Work to be completed -
Render the records from the line containing "# test: pointer returns one pin per instance of the yellow" up to and including the line containing "(1051, 131)" as a two-column CSV with the headers entry_text and answer. Give one row per record, with its text under entry_text and its answer under answer, and put each field in quotation marks with line breaks replaced by spaces.

[Object position labeling records]
┏━━

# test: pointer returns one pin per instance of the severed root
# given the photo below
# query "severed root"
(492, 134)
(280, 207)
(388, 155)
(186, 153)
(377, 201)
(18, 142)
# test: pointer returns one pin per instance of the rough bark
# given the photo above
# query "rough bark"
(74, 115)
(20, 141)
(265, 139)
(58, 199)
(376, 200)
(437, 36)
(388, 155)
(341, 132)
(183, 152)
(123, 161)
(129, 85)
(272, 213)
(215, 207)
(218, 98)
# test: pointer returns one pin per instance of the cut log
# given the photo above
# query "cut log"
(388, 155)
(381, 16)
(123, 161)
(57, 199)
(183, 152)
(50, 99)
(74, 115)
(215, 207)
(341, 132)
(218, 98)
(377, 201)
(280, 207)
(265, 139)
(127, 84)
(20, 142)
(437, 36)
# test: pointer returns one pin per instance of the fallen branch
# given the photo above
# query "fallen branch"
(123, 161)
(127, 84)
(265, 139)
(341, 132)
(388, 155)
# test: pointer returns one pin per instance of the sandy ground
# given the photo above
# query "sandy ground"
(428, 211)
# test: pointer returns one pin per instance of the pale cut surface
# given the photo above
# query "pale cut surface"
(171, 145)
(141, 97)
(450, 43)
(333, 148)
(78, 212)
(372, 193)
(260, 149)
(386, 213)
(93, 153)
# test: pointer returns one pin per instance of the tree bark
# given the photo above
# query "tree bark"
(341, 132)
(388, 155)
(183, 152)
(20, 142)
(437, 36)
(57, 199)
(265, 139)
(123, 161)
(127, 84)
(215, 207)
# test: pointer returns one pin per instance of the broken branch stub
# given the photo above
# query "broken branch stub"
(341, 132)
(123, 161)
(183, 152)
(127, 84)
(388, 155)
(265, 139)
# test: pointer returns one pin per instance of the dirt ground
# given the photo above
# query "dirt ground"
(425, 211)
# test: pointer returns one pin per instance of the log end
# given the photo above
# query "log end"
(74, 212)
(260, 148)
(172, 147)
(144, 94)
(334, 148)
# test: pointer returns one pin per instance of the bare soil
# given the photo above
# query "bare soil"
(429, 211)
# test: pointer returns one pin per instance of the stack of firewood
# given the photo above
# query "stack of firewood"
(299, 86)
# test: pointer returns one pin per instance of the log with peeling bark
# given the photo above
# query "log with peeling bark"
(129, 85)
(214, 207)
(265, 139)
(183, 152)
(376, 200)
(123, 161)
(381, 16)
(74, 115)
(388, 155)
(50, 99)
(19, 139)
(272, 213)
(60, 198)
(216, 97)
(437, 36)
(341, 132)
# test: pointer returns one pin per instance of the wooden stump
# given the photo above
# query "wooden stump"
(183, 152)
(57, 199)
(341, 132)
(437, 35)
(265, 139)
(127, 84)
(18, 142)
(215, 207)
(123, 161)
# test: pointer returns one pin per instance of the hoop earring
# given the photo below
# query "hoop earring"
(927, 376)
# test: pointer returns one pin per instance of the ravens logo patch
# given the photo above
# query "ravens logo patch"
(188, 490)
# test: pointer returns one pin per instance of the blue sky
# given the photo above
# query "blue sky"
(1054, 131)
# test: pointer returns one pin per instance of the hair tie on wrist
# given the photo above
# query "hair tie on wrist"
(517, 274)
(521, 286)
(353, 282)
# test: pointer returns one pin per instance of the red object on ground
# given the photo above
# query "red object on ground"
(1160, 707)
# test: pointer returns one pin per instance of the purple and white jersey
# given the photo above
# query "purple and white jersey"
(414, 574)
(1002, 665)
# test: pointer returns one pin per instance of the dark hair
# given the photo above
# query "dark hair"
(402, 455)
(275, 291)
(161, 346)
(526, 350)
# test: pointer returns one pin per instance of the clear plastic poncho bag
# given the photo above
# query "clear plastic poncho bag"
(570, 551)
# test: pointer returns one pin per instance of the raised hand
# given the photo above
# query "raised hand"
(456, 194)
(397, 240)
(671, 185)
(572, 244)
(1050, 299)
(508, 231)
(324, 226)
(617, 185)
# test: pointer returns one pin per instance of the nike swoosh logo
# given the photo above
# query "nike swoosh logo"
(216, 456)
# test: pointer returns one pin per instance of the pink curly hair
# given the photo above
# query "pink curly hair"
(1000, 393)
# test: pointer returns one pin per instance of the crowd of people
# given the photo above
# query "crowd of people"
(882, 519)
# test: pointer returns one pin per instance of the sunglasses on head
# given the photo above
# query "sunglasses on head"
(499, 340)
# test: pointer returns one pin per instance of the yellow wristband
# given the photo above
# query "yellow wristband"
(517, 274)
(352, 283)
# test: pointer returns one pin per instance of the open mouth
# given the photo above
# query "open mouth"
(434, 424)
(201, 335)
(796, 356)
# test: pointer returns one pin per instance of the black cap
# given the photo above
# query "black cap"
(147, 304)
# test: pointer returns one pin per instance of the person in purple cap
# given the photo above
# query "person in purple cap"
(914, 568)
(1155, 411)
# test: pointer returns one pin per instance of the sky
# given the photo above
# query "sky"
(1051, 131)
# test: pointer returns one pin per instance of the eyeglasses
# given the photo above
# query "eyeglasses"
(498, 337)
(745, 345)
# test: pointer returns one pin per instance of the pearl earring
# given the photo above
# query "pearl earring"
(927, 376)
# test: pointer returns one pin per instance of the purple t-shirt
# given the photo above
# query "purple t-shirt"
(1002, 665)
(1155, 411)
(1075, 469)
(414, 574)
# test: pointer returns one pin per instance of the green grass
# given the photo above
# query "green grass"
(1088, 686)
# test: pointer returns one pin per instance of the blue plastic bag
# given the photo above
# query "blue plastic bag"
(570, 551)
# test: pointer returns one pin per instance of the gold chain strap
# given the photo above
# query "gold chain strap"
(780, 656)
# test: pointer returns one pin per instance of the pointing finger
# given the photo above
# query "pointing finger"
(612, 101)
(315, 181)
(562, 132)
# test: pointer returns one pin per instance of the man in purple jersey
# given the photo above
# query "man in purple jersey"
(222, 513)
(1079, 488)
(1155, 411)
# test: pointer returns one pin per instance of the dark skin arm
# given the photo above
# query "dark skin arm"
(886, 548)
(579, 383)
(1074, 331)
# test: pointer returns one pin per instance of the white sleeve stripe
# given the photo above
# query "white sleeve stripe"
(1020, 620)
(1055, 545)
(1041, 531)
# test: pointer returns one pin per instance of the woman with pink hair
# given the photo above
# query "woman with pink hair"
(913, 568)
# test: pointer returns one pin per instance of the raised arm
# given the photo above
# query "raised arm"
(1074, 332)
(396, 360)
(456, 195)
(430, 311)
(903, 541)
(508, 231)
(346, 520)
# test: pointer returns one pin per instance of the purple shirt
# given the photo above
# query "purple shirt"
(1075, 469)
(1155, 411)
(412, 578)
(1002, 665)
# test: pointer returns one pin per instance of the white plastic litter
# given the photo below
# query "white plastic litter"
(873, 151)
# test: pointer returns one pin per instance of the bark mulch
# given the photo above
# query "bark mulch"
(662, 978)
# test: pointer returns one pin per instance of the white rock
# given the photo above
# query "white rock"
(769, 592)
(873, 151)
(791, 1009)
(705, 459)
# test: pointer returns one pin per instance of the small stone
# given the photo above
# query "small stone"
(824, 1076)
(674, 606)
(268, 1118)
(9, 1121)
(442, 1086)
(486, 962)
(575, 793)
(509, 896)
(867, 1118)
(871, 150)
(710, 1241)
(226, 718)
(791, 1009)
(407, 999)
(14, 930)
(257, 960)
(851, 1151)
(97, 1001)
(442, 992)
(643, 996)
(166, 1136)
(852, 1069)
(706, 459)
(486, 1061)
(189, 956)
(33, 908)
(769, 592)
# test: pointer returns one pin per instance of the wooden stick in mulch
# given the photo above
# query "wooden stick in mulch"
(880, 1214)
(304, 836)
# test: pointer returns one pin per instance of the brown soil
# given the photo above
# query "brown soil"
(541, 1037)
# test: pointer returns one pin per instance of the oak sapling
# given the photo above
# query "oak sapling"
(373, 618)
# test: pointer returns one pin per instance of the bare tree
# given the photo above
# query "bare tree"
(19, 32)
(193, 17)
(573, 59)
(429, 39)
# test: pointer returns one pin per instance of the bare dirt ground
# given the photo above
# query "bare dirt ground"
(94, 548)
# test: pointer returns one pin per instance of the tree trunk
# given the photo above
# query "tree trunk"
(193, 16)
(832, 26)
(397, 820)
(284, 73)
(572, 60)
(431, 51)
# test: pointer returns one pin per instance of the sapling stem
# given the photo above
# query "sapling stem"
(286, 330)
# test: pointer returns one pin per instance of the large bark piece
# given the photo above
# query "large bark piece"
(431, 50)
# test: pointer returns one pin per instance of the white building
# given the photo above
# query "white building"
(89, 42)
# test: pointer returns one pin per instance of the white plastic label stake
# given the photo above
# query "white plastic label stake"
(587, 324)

┗━━

Response -
entry_text,answer
"# test: pointer returns one pin per instance of the yellow wristband # given the photo above # query ""yellow wristband""","(517, 274) (352, 283)"
"# test: pointer returns one pin per instance of the open mouth # given the photo above # query ""open mouth""","(434, 424) (201, 335) (796, 356)"
"# test: pointer returns one pin per instance of the black cap # given the photo above # query ""black cap""","(147, 304)"
"# test: pointer returns one pin per instance of the person in purple cap # given the photo above # query ""person in purple cap""","(914, 568) (1155, 411)"
"# test: pointer returns one pin per instance of the sky # given the photo above # query ""sky""","(1051, 131)"